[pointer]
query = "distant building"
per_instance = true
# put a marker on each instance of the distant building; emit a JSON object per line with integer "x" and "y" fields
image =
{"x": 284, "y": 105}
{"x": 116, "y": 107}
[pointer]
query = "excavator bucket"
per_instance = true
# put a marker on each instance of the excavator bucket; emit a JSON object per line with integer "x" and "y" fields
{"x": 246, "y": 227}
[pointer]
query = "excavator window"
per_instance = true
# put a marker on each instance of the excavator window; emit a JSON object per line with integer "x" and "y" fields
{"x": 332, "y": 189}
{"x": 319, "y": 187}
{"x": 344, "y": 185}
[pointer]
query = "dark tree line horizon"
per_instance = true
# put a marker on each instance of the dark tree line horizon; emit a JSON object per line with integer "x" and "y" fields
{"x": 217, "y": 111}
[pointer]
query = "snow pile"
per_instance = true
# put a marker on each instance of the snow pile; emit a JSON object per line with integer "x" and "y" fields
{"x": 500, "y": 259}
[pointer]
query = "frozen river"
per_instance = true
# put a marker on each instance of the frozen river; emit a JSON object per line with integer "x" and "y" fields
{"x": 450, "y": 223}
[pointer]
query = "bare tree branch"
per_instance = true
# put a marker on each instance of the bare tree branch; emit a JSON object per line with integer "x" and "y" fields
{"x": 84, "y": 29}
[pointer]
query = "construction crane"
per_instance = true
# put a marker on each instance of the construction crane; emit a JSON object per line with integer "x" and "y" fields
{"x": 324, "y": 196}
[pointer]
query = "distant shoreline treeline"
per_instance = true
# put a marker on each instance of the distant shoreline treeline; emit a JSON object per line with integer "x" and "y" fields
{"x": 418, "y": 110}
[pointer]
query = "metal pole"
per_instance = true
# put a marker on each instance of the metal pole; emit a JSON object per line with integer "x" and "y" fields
━━━━━━━━━━━━━━━━━━━━
Assigned task.
Look through the records for the word "metal". Every line that has it should be copied.

Answer space.
query = "metal pole"
# put a marker on each instance of the metal pole; emit a JSON object per line with integer "x" and "y" fields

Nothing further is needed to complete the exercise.